* **Énoncé du problème a**: Indiquez si chacun des énoncés (i), (ii) et (iii) concorde avec le texte sur la salle de traite virtuelle. Répondez par oui ou non, puis citez textuellement les mots du texte qui tranchent. (i) La salle de traite de Philippe date de 1986. (ii) La technologie essayée a été mise au point à Nantes. (iii) La jeune femme renonce après avoir raté le pis.

* **Texte fourni**:
Une manette dans chaque main et des lunettes façon Guerre des étoiles posées sur le nez, une jeune femme semble se battre contre un ennemi imaginaire. Au-dessus d’elle, le panneau du stand de la MSA indique : « Salle de traite virtuelle ».
On comprend vite, grâce à l’écran géant installé tout près d’elle qui retransmet la scène en temps réel, que l’ennemi en question est constitué de mignonnes vaches aux grands yeux plein d’amour et aux beaux pis tout roses qu’elle tente de traire. Elle vient de rater le pis. Les laitières, tout aussi jolies qu’elles soient, réagissent aussitôt en distribuant des coups de sabots. Pas refroidie par la pluie de chocs virtuels, la jeune femme retente la manoeuvre. Son entêtement et les conseils de Romain, Philippe et Alain, les préventeurs de la MSA, finissent par payer.
La scène titille la curiosité de Philippe, 52 ans, visiteur du salon Tech‘Élevage. Il dirige l’une des 4 6791 exploitations laitières de la Loire-Atlantique – Vendée. Heureux propriétaire de 90 vaches croisées Brunes et Montbéliardes, il s’interroge justement sur la meilleure façon de faire évoluer sa salle de traite un peu vieillotte. « Elle date de 1986. Je veux passer au lait bio et en profiter pour la moderniser. » Quelques minutes plus tard, c’est lui qui, bien que professionnel aguerri, est immergé dans le dernier petit bijou de technologie mis au point par le Technocampus Smart Factory de Saint-Nazaire.

* **Données extraites**:

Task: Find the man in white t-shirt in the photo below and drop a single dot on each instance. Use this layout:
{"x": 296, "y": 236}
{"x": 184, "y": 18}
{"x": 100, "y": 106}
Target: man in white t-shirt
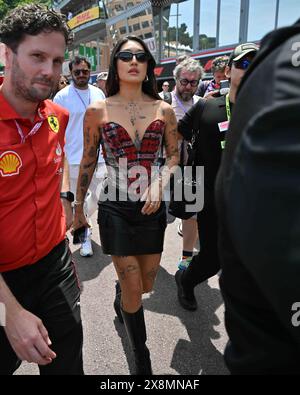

* **Énoncé du problème b**: Reformulez les lignes du listing ci-dessus en un tableau Markdown à deux colonnes, N° et Ligne, sans les lignes vides. Laissez l'image de côté.

* **Réponse finale a**:
(i) Oui : « Elle date de 1986. »
(ii) Non : « mis au point par le Technocampus Smart Factory de Saint-Nazaire »
(iii) Non : « la jeune femme retente la manoeuvre »

* **Réponse finale b**:
| N° | Ligne |
|---|---|
| 1 | Task: Find the man in white t-shirt in the photo below and drop a single dot on each instance. Use this layout: |
| 2 | {"x": 296, "y": 236} |
| 3 | {"x": 184, "y": 18} |
| 4 | {"x": 100, "y": 106} |
| 5 | Target: man in white t-shirt |